# SHORT PROBLEM:
Rewrite the stretch of the listing below from its start through the line containing "(205, 282), (316, 382)", keeping every request line. Increase each coordinate in the answers by 82.

# GIVEN ENTRIES:
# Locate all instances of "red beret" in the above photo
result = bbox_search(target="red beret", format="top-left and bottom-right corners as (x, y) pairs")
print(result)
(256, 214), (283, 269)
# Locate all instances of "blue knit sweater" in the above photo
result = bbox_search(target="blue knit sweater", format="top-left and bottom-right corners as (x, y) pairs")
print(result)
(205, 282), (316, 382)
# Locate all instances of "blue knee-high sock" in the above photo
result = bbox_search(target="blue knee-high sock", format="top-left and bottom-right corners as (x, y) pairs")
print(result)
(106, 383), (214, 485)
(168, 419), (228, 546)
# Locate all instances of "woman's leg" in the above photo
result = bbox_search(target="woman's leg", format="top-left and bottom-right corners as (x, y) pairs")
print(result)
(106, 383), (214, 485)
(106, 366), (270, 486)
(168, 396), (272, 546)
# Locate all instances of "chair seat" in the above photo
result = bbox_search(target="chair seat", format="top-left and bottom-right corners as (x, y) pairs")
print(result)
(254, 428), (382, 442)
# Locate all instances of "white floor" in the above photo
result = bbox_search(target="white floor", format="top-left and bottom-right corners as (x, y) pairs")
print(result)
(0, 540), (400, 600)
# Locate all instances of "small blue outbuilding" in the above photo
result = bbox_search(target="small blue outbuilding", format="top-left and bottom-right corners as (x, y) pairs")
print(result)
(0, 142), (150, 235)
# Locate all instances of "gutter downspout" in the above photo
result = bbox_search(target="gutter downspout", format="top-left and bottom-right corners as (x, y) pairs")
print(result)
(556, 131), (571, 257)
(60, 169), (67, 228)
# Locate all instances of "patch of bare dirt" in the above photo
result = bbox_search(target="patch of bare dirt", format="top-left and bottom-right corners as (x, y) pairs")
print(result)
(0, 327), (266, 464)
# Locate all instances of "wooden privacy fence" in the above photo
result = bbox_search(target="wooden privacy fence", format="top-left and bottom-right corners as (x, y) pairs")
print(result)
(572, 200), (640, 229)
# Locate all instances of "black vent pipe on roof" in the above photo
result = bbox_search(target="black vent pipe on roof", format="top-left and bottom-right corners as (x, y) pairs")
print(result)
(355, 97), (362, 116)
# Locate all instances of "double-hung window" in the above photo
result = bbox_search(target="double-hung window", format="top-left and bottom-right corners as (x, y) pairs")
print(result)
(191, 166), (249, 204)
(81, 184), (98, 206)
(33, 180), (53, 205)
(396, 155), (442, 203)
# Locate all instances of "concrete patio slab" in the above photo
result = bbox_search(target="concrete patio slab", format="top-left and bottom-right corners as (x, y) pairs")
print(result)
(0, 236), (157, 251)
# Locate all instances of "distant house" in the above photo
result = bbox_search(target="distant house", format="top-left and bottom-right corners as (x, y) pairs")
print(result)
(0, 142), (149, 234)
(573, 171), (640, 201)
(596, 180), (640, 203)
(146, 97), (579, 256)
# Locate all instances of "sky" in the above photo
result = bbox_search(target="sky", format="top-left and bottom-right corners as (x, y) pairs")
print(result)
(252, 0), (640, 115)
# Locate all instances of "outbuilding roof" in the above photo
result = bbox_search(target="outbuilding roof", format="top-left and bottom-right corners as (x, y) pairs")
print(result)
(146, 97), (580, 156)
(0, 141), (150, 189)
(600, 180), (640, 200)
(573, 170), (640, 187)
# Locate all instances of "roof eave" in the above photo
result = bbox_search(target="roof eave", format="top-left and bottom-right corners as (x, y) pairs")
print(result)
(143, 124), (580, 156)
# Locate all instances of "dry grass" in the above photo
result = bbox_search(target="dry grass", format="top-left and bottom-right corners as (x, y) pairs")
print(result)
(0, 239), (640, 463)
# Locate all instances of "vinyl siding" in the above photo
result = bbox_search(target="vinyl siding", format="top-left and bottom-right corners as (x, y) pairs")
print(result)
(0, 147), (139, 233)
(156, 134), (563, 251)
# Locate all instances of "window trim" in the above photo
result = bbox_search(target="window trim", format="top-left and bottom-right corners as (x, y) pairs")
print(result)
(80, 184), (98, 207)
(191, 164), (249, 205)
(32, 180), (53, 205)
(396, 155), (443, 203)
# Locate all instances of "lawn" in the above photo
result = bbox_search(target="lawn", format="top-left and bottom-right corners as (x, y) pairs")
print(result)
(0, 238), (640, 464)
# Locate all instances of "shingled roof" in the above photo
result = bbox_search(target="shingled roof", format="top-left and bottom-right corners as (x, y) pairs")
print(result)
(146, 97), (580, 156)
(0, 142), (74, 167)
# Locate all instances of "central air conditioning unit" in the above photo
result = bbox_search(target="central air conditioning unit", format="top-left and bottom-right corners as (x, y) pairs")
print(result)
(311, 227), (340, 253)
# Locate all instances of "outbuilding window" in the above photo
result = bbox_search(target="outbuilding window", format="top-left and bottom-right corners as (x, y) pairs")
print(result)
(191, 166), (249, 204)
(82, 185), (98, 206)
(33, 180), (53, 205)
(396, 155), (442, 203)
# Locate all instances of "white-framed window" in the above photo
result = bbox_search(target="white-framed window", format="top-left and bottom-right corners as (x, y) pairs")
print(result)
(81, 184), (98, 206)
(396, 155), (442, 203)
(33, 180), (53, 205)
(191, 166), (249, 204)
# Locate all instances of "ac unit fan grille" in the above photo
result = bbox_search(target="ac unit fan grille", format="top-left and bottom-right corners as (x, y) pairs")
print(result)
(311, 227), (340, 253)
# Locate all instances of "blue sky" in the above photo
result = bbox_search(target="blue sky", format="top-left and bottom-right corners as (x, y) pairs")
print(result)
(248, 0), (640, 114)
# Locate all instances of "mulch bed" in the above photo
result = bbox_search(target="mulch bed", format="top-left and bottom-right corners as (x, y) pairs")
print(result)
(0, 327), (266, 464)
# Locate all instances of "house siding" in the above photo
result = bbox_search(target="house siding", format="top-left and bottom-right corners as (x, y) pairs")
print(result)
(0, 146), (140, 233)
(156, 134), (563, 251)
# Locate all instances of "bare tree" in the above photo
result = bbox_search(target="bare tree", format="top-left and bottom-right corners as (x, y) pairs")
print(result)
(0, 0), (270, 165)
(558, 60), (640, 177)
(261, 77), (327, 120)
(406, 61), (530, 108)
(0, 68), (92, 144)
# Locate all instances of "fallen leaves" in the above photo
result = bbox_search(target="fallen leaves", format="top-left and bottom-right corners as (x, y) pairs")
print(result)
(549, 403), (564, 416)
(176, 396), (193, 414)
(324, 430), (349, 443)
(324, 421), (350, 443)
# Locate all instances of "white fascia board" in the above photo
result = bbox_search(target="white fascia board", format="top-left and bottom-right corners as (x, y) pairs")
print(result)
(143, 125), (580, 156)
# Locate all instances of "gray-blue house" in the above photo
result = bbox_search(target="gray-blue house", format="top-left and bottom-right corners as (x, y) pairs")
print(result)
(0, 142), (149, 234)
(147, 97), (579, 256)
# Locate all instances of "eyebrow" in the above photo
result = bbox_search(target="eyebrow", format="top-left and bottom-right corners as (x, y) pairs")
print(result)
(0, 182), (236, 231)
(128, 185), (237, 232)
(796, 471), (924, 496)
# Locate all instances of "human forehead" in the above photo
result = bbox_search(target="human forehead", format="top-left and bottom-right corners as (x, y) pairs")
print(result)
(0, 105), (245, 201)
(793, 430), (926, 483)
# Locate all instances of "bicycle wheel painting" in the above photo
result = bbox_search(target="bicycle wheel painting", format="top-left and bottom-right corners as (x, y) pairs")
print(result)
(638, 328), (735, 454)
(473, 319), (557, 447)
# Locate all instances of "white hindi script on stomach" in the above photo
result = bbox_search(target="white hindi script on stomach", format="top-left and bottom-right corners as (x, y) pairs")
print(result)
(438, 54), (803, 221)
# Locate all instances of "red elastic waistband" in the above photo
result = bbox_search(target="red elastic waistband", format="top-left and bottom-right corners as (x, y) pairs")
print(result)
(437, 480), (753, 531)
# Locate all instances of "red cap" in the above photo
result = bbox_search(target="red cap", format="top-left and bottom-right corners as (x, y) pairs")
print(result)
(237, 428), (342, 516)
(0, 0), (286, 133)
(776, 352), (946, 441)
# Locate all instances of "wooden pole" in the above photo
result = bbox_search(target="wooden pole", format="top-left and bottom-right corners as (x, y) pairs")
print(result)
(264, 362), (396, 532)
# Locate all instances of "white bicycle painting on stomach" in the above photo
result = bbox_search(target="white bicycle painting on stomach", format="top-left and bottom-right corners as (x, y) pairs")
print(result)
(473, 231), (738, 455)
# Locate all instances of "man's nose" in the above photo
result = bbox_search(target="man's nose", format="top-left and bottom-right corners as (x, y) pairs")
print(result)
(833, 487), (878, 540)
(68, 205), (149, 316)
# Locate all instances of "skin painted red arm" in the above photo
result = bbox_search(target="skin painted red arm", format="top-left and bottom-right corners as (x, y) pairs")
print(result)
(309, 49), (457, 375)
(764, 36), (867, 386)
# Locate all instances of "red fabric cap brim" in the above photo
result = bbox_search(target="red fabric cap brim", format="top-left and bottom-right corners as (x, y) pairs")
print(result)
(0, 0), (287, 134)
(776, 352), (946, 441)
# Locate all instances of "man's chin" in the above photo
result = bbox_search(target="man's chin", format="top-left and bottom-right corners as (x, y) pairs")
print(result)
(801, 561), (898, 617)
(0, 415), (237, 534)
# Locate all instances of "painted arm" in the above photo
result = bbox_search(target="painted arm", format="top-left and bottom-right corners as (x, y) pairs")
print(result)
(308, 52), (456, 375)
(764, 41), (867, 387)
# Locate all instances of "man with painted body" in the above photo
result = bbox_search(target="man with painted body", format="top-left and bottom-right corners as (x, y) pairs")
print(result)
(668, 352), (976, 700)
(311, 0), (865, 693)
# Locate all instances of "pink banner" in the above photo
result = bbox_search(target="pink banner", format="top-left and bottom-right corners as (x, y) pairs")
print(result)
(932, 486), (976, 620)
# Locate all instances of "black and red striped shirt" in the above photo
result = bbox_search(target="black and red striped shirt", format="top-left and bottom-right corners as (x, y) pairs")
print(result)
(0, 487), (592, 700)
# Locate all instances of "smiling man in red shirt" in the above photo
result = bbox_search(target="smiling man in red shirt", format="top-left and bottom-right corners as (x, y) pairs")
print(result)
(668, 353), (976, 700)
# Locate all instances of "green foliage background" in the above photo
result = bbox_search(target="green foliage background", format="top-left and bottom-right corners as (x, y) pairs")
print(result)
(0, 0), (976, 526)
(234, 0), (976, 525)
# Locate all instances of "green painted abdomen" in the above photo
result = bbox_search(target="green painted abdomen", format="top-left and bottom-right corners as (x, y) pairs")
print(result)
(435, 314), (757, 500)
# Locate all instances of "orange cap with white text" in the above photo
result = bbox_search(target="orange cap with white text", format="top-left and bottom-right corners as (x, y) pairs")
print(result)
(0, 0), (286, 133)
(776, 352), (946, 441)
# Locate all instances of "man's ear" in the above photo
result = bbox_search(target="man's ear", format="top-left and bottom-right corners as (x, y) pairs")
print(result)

# ANSWER FOR THIS EXERCISE:
# Locate all instances of "red beret" in the above photo
result = bbox_search(target="red beret", format="top-left and bottom-right corners as (x, y) pairs")
print(result)
(338, 296), (365, 351)
# Locate all instances of "blue knit sweater" in the above photo
result = bbox_search(target="blue knit sweater", format="top-left and bottom-right corners as (x, y) pairs")
print(result)
(287, 364), (398, 464)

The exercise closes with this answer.